WHAT THIS TASK INVOLVES
Below are some records. Return exactly the lines from the one with "x=110 y=1163" to the one with "x=615 y=700", and nothing else.

Stored records
Segment Open
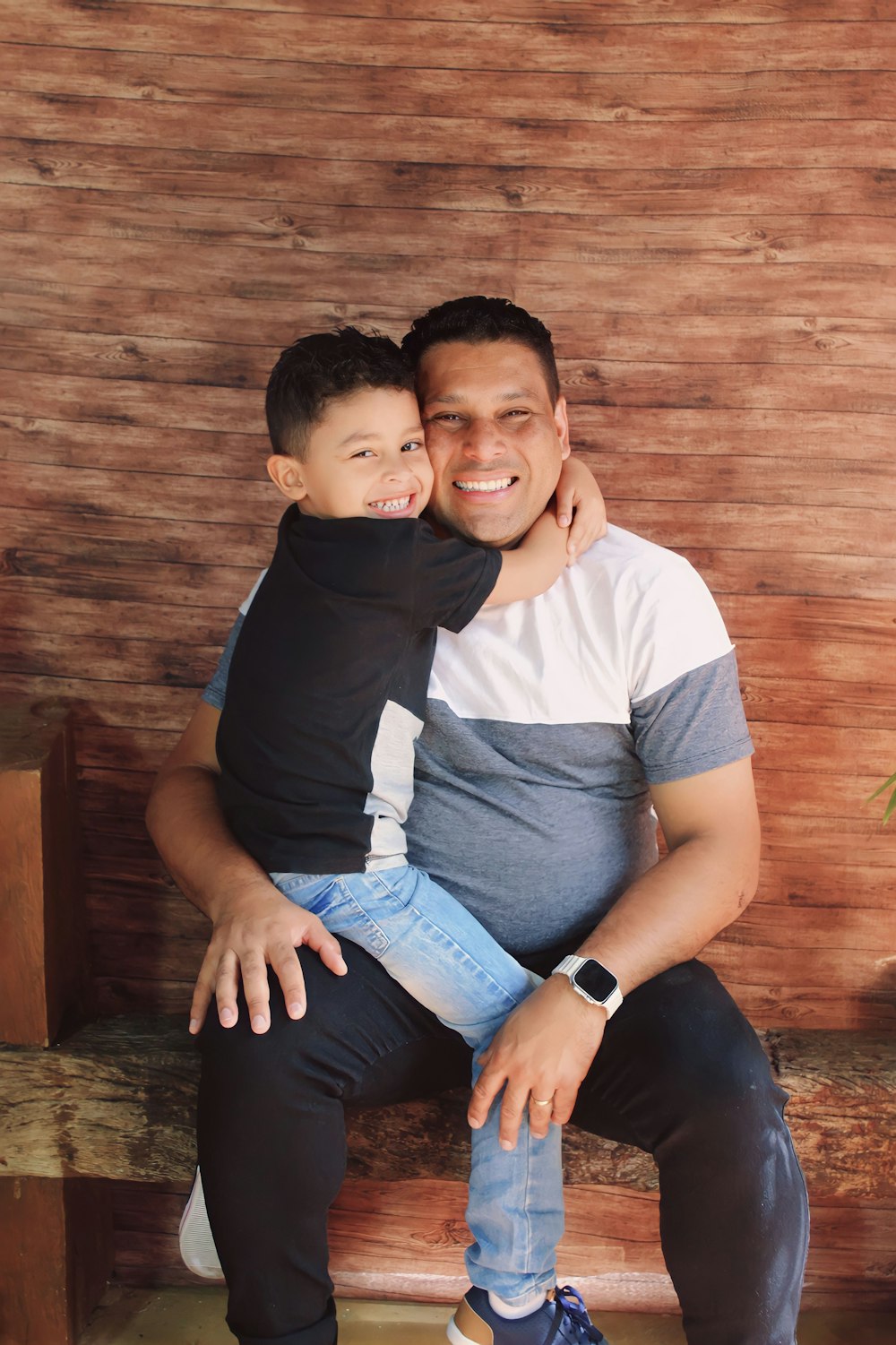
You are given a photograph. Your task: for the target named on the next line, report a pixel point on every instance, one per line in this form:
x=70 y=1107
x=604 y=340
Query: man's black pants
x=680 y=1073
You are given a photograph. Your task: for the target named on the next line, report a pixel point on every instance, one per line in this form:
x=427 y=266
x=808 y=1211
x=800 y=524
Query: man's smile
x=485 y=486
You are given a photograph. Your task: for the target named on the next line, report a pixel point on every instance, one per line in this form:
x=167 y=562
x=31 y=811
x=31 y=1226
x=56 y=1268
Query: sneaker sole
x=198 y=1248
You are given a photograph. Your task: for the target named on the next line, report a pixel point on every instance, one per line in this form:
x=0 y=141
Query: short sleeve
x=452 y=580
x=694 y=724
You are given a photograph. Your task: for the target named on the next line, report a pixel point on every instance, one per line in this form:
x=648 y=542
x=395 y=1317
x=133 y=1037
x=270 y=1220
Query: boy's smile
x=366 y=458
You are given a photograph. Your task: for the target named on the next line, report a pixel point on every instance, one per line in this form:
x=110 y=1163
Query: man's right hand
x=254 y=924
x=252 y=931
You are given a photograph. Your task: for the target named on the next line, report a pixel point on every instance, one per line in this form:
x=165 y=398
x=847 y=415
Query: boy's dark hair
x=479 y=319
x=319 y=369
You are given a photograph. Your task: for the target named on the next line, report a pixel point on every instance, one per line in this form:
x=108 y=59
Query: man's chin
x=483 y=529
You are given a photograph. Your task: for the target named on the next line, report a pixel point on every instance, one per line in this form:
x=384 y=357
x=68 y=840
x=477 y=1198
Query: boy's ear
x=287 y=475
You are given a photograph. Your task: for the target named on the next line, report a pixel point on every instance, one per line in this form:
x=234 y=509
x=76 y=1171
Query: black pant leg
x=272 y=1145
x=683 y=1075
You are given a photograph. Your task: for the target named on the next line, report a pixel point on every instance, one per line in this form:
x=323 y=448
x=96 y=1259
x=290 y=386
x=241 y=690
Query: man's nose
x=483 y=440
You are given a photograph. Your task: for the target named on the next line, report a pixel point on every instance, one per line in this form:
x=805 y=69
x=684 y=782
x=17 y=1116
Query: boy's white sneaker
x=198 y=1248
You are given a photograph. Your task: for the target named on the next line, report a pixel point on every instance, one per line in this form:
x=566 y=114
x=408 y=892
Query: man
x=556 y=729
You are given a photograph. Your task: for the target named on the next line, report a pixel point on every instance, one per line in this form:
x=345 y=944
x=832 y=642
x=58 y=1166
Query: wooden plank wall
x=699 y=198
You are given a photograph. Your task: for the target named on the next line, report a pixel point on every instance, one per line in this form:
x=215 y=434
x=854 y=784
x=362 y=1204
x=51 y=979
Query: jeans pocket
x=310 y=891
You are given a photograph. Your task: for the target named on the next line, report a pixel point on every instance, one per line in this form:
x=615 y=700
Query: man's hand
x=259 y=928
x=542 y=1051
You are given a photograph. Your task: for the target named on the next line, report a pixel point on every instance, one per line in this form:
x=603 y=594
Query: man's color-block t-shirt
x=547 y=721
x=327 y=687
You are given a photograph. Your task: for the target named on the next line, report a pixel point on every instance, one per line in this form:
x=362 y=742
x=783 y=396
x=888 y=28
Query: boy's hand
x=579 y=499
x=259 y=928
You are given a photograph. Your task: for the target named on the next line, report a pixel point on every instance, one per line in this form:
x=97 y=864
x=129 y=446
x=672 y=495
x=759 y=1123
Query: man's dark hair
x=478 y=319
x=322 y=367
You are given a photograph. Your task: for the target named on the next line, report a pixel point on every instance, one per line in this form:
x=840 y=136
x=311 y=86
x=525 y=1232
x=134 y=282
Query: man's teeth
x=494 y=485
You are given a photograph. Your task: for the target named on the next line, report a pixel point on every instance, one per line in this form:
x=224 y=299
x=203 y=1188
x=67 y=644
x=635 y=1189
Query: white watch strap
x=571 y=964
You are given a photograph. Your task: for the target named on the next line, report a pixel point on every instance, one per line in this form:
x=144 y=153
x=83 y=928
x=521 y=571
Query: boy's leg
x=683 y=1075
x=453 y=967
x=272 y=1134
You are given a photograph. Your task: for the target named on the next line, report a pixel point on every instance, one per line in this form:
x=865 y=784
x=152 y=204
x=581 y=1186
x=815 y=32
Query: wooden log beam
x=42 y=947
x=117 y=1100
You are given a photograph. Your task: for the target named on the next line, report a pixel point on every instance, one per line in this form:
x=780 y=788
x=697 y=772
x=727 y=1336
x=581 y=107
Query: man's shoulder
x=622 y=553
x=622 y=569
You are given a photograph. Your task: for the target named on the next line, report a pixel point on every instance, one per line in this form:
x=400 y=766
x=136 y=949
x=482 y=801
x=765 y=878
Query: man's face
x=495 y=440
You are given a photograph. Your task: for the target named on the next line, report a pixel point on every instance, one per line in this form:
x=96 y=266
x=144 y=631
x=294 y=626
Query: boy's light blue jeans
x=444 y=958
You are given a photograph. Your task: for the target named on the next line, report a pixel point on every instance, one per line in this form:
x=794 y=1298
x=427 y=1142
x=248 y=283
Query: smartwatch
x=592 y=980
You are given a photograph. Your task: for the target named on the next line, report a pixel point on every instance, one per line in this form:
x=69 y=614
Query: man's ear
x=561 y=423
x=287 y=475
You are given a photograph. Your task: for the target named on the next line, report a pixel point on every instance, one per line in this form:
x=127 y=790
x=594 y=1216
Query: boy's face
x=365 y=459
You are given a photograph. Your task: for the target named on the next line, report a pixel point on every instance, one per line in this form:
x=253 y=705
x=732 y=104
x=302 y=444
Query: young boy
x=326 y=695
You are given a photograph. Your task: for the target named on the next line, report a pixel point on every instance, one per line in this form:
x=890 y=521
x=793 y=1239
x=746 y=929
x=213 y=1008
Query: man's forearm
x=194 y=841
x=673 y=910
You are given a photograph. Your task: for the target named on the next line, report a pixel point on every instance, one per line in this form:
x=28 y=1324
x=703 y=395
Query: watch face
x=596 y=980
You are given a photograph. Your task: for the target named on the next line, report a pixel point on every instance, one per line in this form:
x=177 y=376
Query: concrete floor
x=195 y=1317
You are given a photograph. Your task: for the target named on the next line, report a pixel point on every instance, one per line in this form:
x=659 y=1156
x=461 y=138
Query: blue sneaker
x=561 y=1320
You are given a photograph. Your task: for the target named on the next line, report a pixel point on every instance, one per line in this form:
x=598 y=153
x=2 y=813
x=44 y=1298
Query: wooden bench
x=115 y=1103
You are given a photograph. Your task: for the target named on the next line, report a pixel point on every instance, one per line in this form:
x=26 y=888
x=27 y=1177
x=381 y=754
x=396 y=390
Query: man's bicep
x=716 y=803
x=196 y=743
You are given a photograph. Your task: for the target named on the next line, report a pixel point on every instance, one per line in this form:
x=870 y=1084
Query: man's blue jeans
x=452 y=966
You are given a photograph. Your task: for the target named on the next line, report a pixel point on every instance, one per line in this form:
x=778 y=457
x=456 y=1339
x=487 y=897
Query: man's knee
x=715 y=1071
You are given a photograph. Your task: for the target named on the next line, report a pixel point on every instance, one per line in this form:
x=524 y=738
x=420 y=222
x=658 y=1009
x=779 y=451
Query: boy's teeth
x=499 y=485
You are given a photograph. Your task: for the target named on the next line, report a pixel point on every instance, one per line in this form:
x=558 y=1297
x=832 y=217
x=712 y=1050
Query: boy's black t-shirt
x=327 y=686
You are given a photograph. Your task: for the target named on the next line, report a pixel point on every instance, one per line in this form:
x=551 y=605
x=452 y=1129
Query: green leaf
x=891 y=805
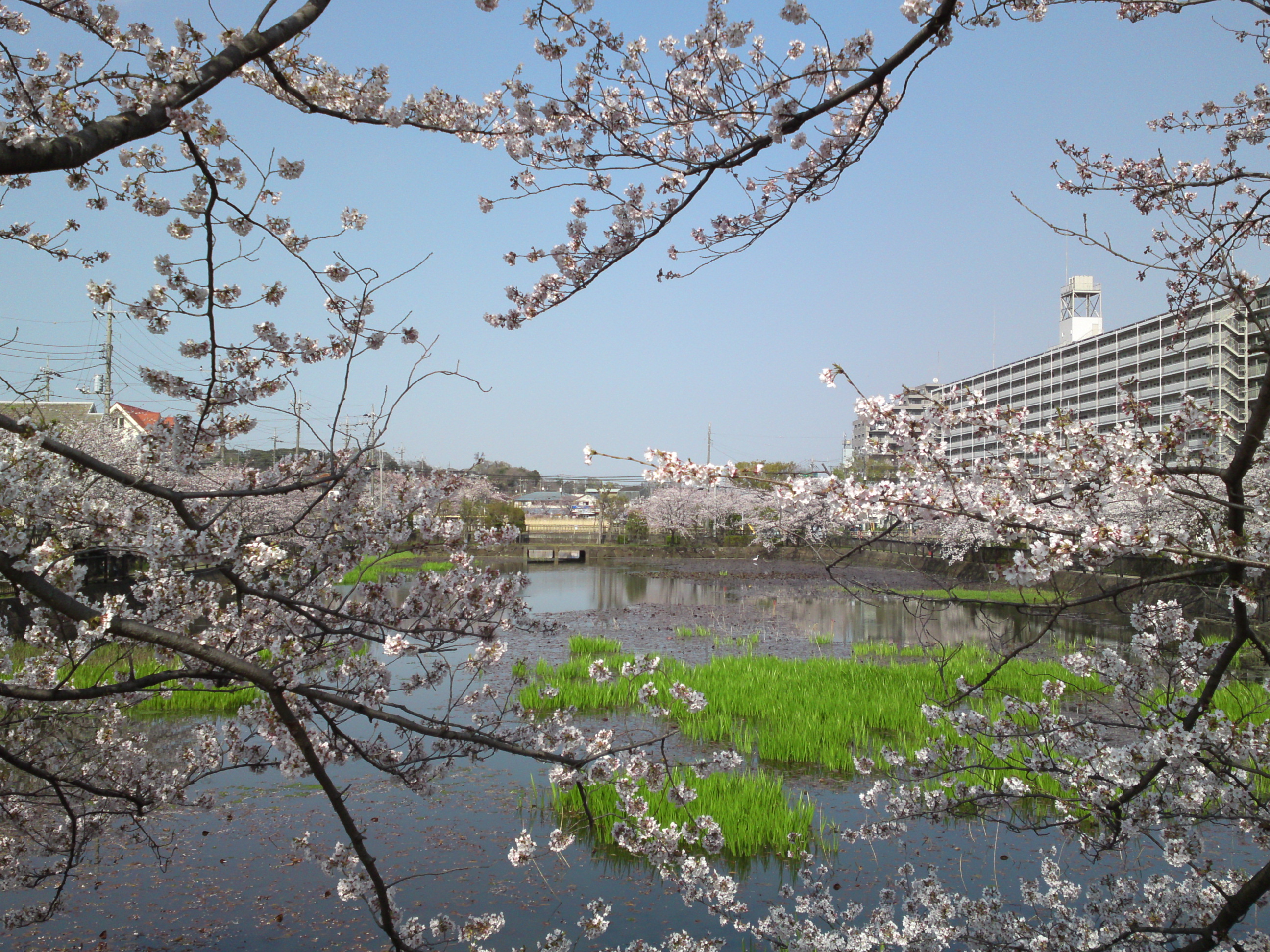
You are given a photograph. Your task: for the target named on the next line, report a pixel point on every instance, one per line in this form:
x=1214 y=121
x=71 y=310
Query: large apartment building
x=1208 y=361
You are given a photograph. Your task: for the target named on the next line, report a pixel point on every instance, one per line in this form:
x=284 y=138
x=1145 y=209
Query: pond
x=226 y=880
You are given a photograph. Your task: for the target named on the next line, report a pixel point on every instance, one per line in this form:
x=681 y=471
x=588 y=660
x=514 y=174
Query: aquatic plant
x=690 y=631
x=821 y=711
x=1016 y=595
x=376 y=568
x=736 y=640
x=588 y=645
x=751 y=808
Segment Closed
ANSWER SPACE
x=110 y=1163
Query: man's right hand
x=254 y=924
x=252 y=931
You are given a photograph. Your task: for the target named on the next line, report a pixel point on every instance, one per line in this form:
x=165 y=398
x=847 y=415
Query: boy's dark hair
x=479 y=319
x=319 y=369
You are given a photograph. Your task: for the target named on the next line, report a pixel point on every instance, one per line in this form:
x=108 y=59
Query: man's chin
x=483 y=529
You are given a photograph. Your task: for the target named on the next line, report a pixel point on every instance, one per line in this form:
x=384 y=357
x=68 y=840
x=477 y=1198
Query: boy's ear
x=287 y=475
You are given a photograph. Your task: for the target named on the next line, report a pixel point on every instance, one per line in this form:
x=234 y=509
x=76 y=1171
Query: black pant leg
x=272 y=1145
x=683 y=1075
You are given a photograph. Your task: for the target named on the next line, report a pixel point on every instance, one per line in this form:
x=323 y=448
x=96 y=1259
x=290 y=386
x=241 y=690
Query: man's nose
x=483 y=440
You are given a photograph. Your task: for the target named on the next line, report a pixel point on every instance, one per line in this form:
x=805 y=69
x=684 y=782
x=17 y=1116
Query: boy's white sneaker
x=198 y=1248
You are given a photograph. Your task: for the target named on the next line, report a pixel point on every instance, one per line in this form:
x=566 y=114
x=408 y=892
Query: man
x=556 y=729
You are given a photograph. Your task: for the target named on the next line, report a pixel point on every instance, one per line in this form:
x=345 y=944
x=832 y=642
x=58 y=1166
Query: wooden plank wall
x=699 y=198
You are given a photograph. Your task: for the target named on the next line, report a pixel point on every instance, one per line in this form:
x=215 y=434
x=854 y=784
x=362 y=1204
x=51 y=979
Query: jeans pocket
x=310 y=891
You are given a photograph. Your task: for the target named on the next line, report a pixel point on every instance, one per line in this form:
x=615 y=700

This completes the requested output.